__The problem__.
Carry on the blog post about custom parallel workflows in dask from the point where it stops.

__Page extract__.
---
blogpost: true
date: Jul 23, 2015
title: Custom Parallel Workflows
tags: scipy, Python, Programming, dask
description: dask graphs <3 for loops
---

_This work is supported by [Continuum Analytics](http://continuum.io)
and the [XDATA Program](http://www.darpa.mil/program/XDATA)
as part of the [Blaze Project](http://blaze.pydata.org)_

**tl;dr: We motivate the expansion of parallel programming beyond big
collections. We discuss the usability custom of dask graphs.**

## Recent Parallel Work Focuses on Big Collections

Parallel databases, Spark, and Dask collections all provide large distributed
collections that handle parallel computation for you. You put data into the
collection, program with a small set of operations like `map` or `groupby`, and
the collections handle the parallel processing. This idea has become so
popular that there are now a dozen projects promising big and friendly Pandas
clones.

This is good. These collections provide usable, high-level interfaces for a
large class of common problems.

__Supplied data__.
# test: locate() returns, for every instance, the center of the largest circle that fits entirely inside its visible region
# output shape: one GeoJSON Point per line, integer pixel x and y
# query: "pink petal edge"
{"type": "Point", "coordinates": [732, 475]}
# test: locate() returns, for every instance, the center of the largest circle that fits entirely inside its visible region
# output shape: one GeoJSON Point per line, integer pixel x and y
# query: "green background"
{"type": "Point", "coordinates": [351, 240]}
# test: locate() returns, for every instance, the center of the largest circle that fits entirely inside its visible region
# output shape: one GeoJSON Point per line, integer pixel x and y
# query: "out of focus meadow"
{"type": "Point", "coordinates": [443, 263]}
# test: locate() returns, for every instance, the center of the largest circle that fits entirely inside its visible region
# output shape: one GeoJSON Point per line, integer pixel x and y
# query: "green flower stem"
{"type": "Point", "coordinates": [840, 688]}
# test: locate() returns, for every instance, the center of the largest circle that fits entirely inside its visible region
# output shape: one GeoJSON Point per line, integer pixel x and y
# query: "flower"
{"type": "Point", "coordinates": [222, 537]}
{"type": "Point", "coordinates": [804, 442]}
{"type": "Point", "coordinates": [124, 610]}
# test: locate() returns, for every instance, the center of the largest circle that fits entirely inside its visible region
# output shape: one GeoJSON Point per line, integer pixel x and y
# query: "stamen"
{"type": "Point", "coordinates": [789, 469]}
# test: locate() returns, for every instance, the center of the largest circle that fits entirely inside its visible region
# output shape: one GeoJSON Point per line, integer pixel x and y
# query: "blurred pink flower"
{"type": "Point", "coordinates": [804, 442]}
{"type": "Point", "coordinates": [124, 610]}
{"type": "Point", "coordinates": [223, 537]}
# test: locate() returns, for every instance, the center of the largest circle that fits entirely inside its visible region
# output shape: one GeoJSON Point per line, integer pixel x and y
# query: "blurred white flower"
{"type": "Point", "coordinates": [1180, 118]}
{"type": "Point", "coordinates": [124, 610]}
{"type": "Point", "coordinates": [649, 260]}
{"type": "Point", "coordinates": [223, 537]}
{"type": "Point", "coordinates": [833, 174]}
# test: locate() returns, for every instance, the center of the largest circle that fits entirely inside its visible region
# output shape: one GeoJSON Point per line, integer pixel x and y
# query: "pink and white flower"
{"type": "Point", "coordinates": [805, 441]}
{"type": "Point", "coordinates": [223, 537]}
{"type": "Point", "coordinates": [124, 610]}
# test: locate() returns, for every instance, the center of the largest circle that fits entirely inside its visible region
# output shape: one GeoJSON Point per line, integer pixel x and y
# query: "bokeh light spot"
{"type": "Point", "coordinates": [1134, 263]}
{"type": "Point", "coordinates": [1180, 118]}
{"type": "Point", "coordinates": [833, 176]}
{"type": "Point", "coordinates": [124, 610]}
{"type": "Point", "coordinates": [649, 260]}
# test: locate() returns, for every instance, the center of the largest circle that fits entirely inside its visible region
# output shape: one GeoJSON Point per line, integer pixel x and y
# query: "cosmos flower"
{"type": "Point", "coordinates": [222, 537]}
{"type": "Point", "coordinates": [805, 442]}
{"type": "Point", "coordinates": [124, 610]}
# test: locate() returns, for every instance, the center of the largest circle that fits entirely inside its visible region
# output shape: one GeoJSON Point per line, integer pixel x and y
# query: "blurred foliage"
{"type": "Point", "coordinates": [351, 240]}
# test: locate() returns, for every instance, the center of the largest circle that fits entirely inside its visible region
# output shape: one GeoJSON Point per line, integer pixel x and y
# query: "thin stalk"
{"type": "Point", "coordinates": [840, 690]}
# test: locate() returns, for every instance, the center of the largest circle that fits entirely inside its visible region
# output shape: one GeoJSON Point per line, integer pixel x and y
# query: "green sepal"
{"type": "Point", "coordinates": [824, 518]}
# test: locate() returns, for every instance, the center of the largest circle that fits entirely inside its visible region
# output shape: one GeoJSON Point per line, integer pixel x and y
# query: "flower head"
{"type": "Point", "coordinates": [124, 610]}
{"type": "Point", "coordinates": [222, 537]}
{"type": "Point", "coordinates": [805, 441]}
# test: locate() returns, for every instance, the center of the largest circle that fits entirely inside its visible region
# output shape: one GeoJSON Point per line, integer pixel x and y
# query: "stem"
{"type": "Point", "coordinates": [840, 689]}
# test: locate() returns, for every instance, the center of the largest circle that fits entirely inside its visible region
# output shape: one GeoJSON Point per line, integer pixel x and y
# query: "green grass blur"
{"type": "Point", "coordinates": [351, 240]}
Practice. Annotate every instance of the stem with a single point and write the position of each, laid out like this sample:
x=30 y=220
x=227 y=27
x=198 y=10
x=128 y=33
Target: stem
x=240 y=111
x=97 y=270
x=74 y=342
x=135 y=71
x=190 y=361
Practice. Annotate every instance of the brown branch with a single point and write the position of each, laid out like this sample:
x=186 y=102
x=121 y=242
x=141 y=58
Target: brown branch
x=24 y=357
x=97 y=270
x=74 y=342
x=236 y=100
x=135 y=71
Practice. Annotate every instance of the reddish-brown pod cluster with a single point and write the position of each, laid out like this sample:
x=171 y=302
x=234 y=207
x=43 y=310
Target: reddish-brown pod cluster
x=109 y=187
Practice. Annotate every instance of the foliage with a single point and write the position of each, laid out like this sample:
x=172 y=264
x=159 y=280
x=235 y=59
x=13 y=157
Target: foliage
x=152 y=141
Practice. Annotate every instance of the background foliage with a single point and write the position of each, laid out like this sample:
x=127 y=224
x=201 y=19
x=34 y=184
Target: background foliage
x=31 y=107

__Answer for the task__.
## Custom Workloads

However, many workloads are too complex for these collections. Workloads might
be complex either because they come from sophisticated algorithms
(as we saw in a [recent post on SVD](/work/2015/06/26/Complex-Graphs/)) or because they come from the real world,
where problems tend to be messy.

In these cases I tend to see people do two things

1. Fall back to `multiprocessing`, `MPI` or some other explicit form of parallelism
2. Perform mental gymnastics to fit their problem into Spark using a
   clever choice of keys. These cases often fail to acheive much speedup.

## Direct Dask Graphs

Historically I've recommended the manual construction of dask graphs in these
cases. Manual construction of dask graphs lets you specify fairly arbitrary
workloads that then use the dask schedulers to execute in parallel.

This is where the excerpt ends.